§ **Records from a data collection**
────────────────────────────────────────

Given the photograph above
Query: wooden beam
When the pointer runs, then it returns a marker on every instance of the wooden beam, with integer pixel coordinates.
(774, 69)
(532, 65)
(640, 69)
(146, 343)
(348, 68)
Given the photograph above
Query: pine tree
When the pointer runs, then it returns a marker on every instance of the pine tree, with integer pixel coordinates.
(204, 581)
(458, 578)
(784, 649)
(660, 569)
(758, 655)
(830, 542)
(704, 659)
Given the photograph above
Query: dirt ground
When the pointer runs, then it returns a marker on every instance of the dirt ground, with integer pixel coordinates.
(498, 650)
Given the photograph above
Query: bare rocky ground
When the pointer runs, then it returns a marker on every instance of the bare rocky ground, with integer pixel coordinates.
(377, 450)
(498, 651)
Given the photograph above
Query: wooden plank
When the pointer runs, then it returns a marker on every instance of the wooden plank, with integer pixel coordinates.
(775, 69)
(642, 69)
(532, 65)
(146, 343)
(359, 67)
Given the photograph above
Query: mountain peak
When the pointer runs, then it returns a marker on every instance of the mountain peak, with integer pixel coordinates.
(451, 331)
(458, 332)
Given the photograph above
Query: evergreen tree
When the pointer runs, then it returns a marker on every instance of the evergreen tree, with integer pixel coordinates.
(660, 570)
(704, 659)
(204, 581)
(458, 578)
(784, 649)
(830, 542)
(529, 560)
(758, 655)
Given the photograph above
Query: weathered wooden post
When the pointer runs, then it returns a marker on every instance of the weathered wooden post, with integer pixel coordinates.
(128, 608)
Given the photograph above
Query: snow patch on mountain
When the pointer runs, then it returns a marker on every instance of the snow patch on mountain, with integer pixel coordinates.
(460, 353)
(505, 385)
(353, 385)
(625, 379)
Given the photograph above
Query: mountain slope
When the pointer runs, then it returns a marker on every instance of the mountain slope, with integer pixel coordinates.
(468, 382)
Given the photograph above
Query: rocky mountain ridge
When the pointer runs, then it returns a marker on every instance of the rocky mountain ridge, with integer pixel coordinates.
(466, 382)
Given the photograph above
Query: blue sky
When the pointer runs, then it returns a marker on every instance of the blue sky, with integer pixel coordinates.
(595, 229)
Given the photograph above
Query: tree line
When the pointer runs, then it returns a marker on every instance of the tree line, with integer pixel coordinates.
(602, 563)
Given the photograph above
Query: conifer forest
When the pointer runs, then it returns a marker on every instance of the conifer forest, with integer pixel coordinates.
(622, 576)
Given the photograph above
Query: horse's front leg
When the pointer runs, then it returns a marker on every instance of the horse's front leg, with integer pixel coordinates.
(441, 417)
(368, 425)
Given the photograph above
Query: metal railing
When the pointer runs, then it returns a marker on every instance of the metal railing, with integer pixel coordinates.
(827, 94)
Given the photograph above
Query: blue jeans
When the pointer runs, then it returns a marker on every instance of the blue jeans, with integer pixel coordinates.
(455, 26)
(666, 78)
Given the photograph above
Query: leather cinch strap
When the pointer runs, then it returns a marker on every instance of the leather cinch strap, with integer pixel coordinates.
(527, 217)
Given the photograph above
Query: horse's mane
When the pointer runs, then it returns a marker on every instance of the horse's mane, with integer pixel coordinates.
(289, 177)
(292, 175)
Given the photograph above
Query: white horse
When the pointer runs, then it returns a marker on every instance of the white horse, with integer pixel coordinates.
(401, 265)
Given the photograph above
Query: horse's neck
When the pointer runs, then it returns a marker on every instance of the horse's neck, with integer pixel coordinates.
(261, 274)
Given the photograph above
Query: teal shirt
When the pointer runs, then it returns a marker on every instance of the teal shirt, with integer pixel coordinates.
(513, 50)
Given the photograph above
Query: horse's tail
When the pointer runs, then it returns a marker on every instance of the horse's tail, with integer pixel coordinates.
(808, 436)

────────────────────────────────────────

§ **Activity**
In the data above, which lines lie between the line with "Query: blue sky" and the line with "Query: horse's front leg", inclusive? Print those lines exactly and nothing else.

§ **Solved exercise**
Query: blue sky
When the pointer runs, then it returns a marker on every instance of the blue sky, with integer pixel coordinates.
(595, 229)
Given the photograph above
Query: tree line
When the pointer runs, then it returns a marker on every instance of the tree line, with integer pixel coordinates.
(602, 563)
Given the photograph above
Query: conifer forest
When the pointer runs, then it returns a marker on every instance of the conifer forest, with integer pixel coordinates.
(622, 576)
Given the photograph above
Query: horse's front leg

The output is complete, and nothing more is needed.